- **CONSIGNE**
Prolongez l'article sur Ásta et ses parents à Reykjavik en reprenant juste après sa dernière phrase.

Les livres et moi, mes coups de coeur, mes découvertes, mes créations ou mes voyages : intellectuels, spirituels, botaniques ou culinaires...
Si tant est que ça l'ait été un jour, il n'est désormais plus possible de raconter l'histoire d'une personne de manière linéaire, ou comme on dit, du berceau à la tombe. Dès que notre premier souvenir s'ancre dans notre conscience, nous cessons de percevoir le monde et de penser linéairement, nous vivons tout autant dans les événements passés que dans le présent...
Ma nourrice avait raison, elle n'avait pas eu besoin de faire de longues études pour arriver à cette conclusion qui relève du bon sens le plus élémentaire : le diable sait exactement par quelle porte entrer dans chaque être humain. S'il n'arrive pas à le posséder en jouant sur sa cupidité ou son ambition, il s'adresse à sa vanité.
Nous sommes à Reykjavik dans les années 50. Sigvaldi et Helga s'aiment passionnément. Ils décident de nommer leur deuxième fille "Ásta" qui signifie "amour" si on enlève la dernière lettre. Cela lui portera chance, pensent-ils...Mais rien ne se passera comme prévu pour le jeune couple : la vie est cruelle et l'Islande un pays rude, où le bonheur n'a pas de place.

- **DONNÉES BRUTES**
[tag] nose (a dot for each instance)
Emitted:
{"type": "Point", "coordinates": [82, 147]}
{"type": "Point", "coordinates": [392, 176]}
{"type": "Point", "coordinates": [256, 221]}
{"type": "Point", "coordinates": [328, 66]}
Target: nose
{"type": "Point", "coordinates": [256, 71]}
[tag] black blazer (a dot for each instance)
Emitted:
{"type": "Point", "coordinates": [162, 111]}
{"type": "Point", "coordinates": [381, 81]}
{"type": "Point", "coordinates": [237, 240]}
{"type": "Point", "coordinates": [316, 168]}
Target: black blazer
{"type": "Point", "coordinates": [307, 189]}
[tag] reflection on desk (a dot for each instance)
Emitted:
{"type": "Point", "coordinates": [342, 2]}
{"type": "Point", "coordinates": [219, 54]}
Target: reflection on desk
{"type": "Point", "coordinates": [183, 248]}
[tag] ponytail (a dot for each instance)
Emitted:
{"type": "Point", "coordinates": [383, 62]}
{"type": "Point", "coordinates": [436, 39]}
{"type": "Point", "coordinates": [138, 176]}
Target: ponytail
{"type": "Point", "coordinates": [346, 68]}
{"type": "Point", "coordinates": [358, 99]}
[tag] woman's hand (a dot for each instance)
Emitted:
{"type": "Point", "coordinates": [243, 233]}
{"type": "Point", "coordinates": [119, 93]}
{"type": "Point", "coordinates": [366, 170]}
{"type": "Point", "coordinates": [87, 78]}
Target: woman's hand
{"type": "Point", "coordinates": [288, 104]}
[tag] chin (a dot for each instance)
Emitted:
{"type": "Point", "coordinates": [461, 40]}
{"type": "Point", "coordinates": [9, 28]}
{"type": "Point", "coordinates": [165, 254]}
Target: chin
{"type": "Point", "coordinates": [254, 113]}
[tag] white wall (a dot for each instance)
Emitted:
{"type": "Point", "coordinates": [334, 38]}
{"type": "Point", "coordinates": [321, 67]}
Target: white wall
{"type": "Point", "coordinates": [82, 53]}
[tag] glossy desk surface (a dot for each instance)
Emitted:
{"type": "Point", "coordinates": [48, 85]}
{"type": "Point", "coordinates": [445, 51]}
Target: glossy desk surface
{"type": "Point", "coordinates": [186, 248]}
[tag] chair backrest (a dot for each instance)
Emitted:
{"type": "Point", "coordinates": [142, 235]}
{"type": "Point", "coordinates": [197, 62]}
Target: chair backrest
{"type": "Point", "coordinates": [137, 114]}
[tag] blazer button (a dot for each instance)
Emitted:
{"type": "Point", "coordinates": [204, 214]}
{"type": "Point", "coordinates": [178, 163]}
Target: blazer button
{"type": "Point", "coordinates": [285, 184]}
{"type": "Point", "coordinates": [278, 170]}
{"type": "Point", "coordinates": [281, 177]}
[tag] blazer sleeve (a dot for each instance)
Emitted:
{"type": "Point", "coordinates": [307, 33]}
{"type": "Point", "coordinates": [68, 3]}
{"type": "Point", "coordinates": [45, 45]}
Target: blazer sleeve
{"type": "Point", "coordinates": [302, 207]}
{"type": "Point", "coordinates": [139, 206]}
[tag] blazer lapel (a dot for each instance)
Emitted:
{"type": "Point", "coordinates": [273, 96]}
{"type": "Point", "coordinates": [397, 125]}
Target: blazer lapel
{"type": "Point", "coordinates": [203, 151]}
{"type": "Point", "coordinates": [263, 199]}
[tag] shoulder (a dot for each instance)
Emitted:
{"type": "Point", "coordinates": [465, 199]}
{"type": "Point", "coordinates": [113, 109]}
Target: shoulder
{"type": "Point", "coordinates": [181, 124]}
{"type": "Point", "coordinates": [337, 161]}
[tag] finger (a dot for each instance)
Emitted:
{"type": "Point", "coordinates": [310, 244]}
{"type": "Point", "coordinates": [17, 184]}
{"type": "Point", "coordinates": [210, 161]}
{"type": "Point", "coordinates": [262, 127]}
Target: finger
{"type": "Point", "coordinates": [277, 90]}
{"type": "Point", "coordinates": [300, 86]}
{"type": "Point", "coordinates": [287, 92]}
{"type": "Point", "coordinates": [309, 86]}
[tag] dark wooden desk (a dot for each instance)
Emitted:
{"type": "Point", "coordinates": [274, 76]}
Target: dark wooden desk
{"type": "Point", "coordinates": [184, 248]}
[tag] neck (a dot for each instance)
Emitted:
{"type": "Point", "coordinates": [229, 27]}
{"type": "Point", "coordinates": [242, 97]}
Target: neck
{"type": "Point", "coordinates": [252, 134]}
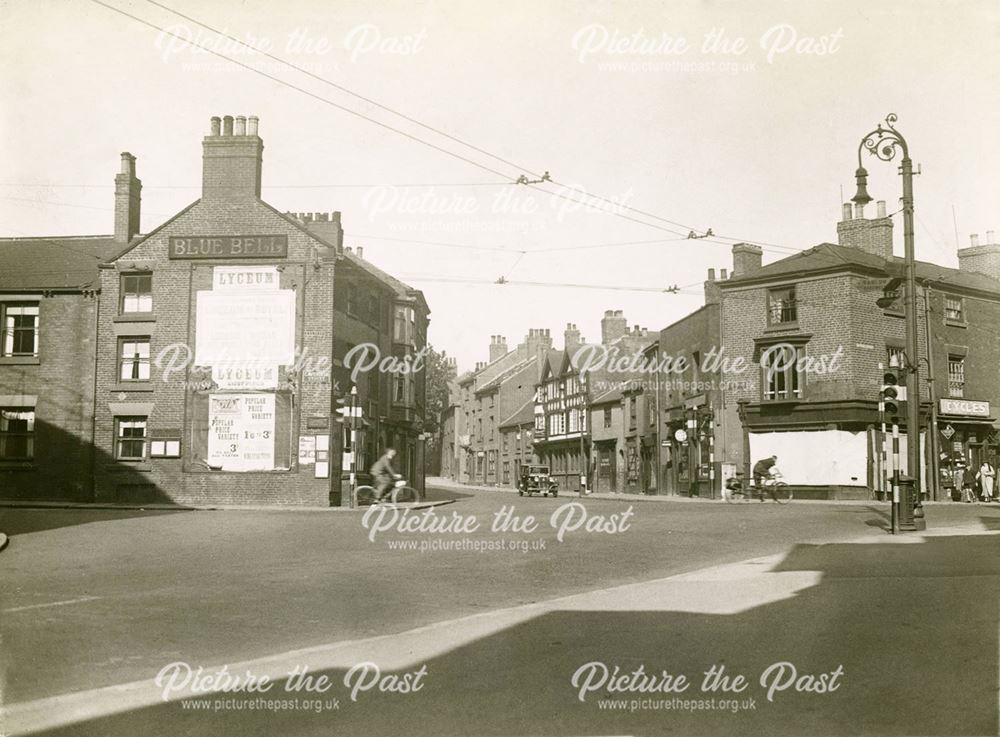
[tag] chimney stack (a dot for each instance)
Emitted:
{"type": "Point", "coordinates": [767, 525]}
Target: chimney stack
{"type": "Point", "coordinates": [571, 337]}
{"type": "Point", "coordinates": [746, 259]}
{"type": "Point", "coordinates": [871, 236]}
{"type": "Point", "coordinates": [613, 326]}
{"type": "Point", "coordinates": [981, 258]}
{"type": "Point", "coordinates": [128, 191]}
{"type": "Point", "coordinates": [498, 347]}
{"type": "Point", "coordinates": [232, 159]}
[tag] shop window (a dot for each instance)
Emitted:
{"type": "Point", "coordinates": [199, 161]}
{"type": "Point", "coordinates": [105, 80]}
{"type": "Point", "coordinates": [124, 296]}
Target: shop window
{"type": "Point", "coordinates": [781, 308]}
{"type": "Point", "coordinates": [130, 438]}
{"type": "Point", "coordinates": [20, 328]}
{"type": "Point", "coordinates": [133, 359]}
{"type": "Point", "coordinates": [17, 434]}
{"type": "Point", "coordinates": [781, 377]}
{"type": "Point", "coordinates": [956, 376]}
{"type": "Point", "coordinates": [954, 309]}
{"type": "Point", "coordinates": [137, 292]}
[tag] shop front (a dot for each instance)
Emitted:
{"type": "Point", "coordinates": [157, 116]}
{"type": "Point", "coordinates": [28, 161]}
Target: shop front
{"type": "Point", "coordinates": [967, 436]}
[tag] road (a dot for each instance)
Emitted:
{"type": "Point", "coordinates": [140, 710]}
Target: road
{"type": "Point", "coordinates": [95, 600]}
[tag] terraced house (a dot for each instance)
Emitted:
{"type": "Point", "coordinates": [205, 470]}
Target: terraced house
{"type": "Point", "coordinates": [208, 360]}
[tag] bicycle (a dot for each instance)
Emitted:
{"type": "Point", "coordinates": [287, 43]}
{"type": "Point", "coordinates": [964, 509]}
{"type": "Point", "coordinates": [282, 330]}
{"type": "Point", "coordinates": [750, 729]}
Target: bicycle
{"type": "Point", "coordinates": [400, 493]}
{"type": "Point", "coordinates": [735, 493]}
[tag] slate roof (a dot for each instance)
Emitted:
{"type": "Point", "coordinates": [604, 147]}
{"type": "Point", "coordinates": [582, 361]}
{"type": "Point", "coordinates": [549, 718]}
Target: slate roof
{"type": "Point", "coordinates": [524, 416]}
{"type": "Point", "coordinates": [59, 262]}
{"type": "Point", "coordinates": [831, 257]}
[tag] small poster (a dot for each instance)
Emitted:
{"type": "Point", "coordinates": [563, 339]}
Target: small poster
{"type": "Point", "coordinates": [307, 450]}
{"type": "Point", "coordinates": [241, 432]}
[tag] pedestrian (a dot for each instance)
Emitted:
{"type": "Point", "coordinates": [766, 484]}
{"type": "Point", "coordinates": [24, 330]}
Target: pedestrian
{"type": "Point", "coordinates": [968, 484]}
{"type": "Point", "coordinates": [986, 477]}
{"type": "Point", "coordinates": [384, 474]}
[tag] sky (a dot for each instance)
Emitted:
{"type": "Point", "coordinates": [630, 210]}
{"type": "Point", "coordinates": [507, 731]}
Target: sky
{"type": "Point", "coordinates": [653, 119]}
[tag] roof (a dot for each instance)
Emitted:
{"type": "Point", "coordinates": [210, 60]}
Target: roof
{"type": "Point", "coordinates": [504, 375]}
{"type": "Point", "coordinates": [612, 395]}
{"type": "Point", "coordinates": [831, 257]}
{"type": "Point", "coordinates": [59, 262]}
{"type": "Point", "coordinates": [401, 289]}
{"type": "Point", "coordinates": [524, 416]}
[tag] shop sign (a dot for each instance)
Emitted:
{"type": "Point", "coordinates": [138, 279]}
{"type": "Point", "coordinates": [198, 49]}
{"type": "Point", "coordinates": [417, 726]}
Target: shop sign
{"type": "Point", "coordinates": [229, 246]}
{"type": "Point", "coordinates": [968, 407]}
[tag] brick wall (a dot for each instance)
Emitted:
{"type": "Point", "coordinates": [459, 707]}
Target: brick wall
{"type": "Point", "coordinates": [175, 283]}
{"type": "Point", "coordinates": [63, 380]}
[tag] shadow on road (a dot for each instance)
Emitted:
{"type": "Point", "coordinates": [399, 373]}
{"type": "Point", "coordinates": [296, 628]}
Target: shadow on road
{"type": "Point", "coordinates": [913, 626]}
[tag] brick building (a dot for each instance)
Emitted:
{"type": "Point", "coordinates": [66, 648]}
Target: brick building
{"type": "Point", "coordinates": [49, 290]}
{"type": "Point", "coordinates": [203, 362]}
{"type": "Point", "coordinates": [810, 331]}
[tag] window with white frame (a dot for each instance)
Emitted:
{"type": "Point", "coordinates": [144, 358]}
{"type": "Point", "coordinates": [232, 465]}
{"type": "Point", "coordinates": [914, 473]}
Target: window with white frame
{"type": "Point", "coordinates": [130, 438]}
{"type": "Point", "coordinates": [133, 359]}
{"type": "Point", "coordinates": [17, 433]}
{"type": "Point", "coordinates": [780, 368]}
{"type": "Point", "coordinates": [956, 376]}
{"type": "Point", "coordinates": [953, 309]}
{"type": "Point", "coordinates": [20, 328]}
{"type": "Point", "coordinates": [137, 292]}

- **RÉSULTAT OBTENU**
Le roman se déroule de la conception de la petite fille à la mort de son père, pêcheur mais peintre en bâtiment saisonnier, tombé d'une échelle.
Le lecteur sait tout de suite qu'il va mourir et tandis que celui-ci raconte sa vie à une vielle dame qui l'a vu tomber et s'est penchée sur lui pour le rassurer, ses souvenirs affluent dans le désordre, et il revoit sa vie défiler devant ses yeux, son enfance et l'amour qu'il porte à son petit frère, devenu poète, les moments forts où il a été heureux, ceux où le destin s'est acharné contre lui et en particulier les erreurs qu'il a commises avec sa plus jeune fille, Ásta.
Il n'a pas été un père exemplaire, et avant ça un mari assez compréhensif. Il n'a pas senti que la vie qu'il proposait à Helga était trop étriquée pour elle, ou tout du moins, quand il l'a compris, c'était bien trop tard. Aussi lorsque, rentré de plusieurs jours en mer, il a retrouvé la maison, vide, Helga étant partie en abandonnant ses deux filles, il n'a pas réussi à s'en remettre et il a laissé à la vieille nourrice, la charge d'Ásta et à un autre couple celle de sa fille aînée. A partir de ce moment-là rien n'a plus été comme avant, même lorsqu'il a refait sa vie avec Sigrid...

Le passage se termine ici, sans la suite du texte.